-- start of Article --

Supreme Court of Appeals of West Virginia
Mar 4, 1924
95 W. Va. 581 (W. Va. 1924)


Submitted February 20, 1924.

Decided March 4, 1924.

Appeal from Circuit Court, Cabell County.

Suit by the Dickerson Lumber Company against J.T. Paul and another. From a decree, for plaintiff, defendants appeal.


E. E. Young, for appellant.

Holt, Duncan Holt, for appellee.

This is a chancery suit instituted in the Circuit Court of Cabell County, to enforce the payment of a mechanic's lien against a certain lot of land and appurtenances thereon owned by the defendant J. T. Paul, which lot lies in Barboursville District of said County and which lien, it is alleged, is for material furnished the defendant E. Turner with whom the defendant Paul had a contract to build a two story dwelling house and barn on said lot. The notice required by sub division e, sec. 3, ch. 75 of Barnes Code, was duly served and recorded which notice shows, that there is due on said material so furnished the said contractor and used in the construction of said house and barn, the sum of $1308.94. After the service of the notice, the defendant Paul paid $389.45 which with other admitted credits amounting to $52.00, reduced the claim of the plaintiff to $867.49, which sum with interest added to the date of the decree, amounted to the sum of $981.51; and the lower court held that said amount was a valid lien upon said property, and ordered that, unless said amount was paid within thirty days, the said property be sold to satisfy said lien and costs; and the defendant Paul brings the case here on appeal setting up certain errors, which he claims were committed by said court.

The questions arising here grows out of a dispute between the parties over the accounts between them. The defendant Paul claims that certain material set forth in the notice was not used in the construction of said house and barn, and that the total amount as shown by said notice is incorrect; that he paid the entire amount due plaintiff for material furnished by the plaintiff to said contractor for the construction of said buildings except $80.95, which amount he tendered in court and offered to pay.

-- end of Article --
-- start of Supplied data --

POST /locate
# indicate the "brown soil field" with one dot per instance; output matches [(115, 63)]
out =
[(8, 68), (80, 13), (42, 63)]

-- end of Supplied data --

Exercises:
A: Retype the opinion word for word, beginning at the words "Submitted February 20, 1924." and stopping after "plaintiff, defendants appeal.".
B: Please answer these questions from the opinion:
(i) From which county's circuit court was the appeal taken?
(ii) How much did the defendant Paul pay after the notice was served?
(iii) What amount did Paul tender in court and offer to pay?
The listing comes from a separate source.

Outputs in order:
A:
Submitted February 20, 1924.

Decided March 4, 1924.

Appeal from Circuit Court, Cabell County.

Suit by the Dickerson Lumber Company against J.T. Paul and another. From a decree, for plaintiff, defendants appeal.

B:
(i) Cabell County
(ii) $389.45
(iii) $80.95